• [Entries provided]:
○ ○ ○ ○

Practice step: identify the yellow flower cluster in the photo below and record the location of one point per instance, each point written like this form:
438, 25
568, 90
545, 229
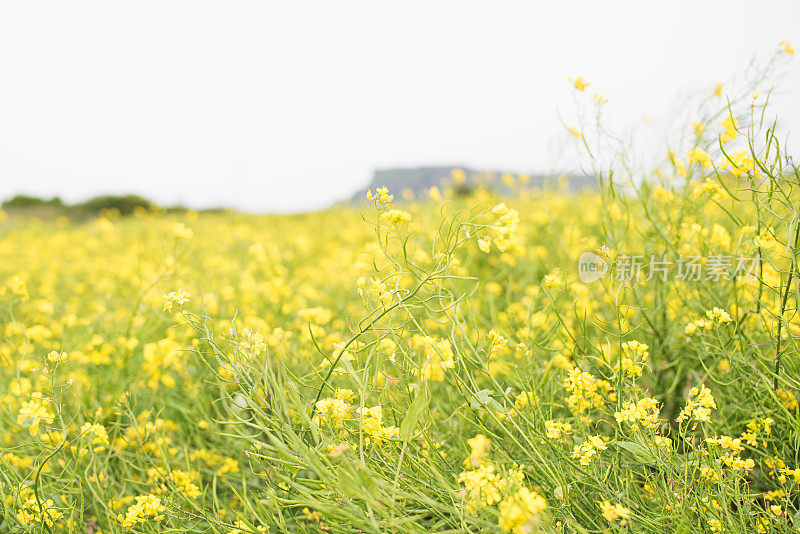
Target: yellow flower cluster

○ ○ ○ ○

• [What is asked]: Put the listing above into a Markdown table with the columns No. and Text, one numbered row per line, skipping blank lines. Leave the pictures out of the table.

• [Finished answer]:
| No. | Text |
|---|---|
| 1 | Practice step: identify the yellow flower cluster in the photo below and record the location of one point per instance, each point written like this form: |
| 2 | 438, 25 |
| 3 | 568, 90 |
| 4 | 545, 229 |
| 5 | Target: yellow flower cluster |